• Task directions: Count the lines of the material that contain the word "hand" and reply with that number alone.

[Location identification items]
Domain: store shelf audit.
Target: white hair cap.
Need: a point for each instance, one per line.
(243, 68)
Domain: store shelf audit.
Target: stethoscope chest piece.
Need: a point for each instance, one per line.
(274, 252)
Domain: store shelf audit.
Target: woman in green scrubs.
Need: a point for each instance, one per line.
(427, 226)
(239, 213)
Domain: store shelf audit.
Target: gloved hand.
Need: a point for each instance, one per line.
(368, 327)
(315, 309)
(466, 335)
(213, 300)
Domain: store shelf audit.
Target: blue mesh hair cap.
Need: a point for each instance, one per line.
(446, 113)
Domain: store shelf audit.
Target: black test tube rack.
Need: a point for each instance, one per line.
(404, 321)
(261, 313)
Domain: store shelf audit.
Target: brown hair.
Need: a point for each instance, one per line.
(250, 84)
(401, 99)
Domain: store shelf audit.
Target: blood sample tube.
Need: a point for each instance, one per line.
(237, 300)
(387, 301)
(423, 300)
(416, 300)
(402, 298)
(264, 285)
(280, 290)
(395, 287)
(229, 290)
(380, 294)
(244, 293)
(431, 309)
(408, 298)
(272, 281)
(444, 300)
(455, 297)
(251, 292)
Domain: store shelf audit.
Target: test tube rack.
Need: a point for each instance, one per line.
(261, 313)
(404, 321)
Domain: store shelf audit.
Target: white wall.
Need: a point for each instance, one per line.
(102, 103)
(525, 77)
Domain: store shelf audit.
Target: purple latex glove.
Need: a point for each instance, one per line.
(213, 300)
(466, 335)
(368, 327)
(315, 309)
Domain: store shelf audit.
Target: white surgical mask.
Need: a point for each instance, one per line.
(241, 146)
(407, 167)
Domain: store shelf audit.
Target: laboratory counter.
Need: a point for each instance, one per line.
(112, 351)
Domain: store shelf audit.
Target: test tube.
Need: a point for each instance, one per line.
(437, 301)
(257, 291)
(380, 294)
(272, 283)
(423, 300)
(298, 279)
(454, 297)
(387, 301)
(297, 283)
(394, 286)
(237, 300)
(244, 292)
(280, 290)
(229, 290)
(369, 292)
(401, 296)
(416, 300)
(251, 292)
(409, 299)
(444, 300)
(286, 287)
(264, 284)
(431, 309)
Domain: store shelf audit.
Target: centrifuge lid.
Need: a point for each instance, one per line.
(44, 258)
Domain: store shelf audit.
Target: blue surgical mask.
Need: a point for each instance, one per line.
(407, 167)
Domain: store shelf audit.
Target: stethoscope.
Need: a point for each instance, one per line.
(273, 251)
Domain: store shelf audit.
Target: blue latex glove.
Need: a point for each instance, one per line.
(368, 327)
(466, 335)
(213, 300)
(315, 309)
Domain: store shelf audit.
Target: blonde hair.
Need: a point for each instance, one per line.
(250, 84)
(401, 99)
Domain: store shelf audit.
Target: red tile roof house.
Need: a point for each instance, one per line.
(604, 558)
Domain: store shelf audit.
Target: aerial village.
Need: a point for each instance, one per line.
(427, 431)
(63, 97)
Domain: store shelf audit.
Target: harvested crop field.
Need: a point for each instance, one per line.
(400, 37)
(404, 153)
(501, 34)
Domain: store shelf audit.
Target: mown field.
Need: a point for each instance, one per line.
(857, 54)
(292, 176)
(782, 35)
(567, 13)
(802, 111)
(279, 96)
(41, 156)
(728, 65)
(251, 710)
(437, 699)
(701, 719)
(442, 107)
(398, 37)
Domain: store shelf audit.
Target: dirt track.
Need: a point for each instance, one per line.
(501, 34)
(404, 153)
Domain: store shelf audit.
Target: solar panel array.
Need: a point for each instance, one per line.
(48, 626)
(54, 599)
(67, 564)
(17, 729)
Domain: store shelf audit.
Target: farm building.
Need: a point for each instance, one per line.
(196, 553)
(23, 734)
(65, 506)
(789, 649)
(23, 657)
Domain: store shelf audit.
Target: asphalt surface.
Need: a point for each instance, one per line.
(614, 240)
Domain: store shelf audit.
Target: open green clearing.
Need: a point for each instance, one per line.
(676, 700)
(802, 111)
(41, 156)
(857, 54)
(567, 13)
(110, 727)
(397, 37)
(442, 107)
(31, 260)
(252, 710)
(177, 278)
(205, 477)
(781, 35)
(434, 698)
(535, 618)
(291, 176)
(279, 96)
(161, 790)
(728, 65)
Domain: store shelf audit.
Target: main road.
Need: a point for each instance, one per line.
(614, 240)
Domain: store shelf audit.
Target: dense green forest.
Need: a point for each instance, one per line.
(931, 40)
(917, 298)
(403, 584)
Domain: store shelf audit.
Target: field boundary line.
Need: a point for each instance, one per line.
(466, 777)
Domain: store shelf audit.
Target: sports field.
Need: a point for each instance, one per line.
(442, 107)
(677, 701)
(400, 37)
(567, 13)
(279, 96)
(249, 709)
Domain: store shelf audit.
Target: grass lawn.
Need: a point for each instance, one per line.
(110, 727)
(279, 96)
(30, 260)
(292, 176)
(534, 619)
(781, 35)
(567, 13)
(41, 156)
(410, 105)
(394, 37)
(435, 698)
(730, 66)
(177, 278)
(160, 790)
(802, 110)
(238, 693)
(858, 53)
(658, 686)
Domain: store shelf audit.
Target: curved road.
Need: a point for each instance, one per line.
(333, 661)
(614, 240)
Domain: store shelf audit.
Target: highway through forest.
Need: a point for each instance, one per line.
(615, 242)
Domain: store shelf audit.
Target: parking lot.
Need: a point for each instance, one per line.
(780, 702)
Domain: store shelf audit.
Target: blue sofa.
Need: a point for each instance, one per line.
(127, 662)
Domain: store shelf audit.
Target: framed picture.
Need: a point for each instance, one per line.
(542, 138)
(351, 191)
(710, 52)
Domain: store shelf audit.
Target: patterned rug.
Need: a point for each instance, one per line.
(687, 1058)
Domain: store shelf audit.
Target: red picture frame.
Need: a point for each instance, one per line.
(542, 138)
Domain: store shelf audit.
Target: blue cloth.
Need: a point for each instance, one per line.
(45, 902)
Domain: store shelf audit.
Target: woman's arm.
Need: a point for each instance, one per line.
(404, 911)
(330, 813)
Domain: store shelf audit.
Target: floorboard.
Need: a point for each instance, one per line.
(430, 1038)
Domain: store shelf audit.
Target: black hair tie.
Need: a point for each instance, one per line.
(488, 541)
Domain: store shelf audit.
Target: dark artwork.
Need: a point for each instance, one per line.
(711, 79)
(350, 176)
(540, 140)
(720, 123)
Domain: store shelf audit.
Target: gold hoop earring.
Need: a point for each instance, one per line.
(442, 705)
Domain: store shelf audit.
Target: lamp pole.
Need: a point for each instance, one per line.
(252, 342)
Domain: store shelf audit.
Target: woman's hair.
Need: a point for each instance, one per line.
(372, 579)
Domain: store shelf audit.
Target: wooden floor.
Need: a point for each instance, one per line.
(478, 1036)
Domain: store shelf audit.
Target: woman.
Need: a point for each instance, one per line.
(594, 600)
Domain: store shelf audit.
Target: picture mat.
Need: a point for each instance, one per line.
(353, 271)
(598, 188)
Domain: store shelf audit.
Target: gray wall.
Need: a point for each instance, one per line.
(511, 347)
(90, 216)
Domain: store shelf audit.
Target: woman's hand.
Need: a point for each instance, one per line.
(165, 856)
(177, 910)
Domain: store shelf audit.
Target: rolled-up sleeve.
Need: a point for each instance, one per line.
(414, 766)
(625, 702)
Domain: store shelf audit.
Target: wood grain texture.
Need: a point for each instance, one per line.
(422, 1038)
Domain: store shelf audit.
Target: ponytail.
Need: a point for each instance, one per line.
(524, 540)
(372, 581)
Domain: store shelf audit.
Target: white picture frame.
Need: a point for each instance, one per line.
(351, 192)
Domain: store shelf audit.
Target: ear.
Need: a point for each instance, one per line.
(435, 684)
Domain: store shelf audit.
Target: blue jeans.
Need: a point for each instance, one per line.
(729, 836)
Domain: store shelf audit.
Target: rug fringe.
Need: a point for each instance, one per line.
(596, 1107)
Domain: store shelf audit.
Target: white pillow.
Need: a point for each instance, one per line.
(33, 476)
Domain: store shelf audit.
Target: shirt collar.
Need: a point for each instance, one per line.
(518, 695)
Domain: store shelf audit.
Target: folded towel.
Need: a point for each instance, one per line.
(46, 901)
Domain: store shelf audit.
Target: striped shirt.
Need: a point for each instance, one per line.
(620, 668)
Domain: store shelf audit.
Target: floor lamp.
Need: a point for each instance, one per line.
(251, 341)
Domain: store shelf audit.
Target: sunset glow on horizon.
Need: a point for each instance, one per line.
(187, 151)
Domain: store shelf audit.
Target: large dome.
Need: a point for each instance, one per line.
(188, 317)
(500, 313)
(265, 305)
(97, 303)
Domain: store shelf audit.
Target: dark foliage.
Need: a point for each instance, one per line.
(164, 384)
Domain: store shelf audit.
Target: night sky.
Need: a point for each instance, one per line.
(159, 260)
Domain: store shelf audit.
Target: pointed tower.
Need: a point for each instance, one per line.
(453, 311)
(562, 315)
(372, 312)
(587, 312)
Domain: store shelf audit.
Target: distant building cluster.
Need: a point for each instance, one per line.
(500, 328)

• Solved problem: 2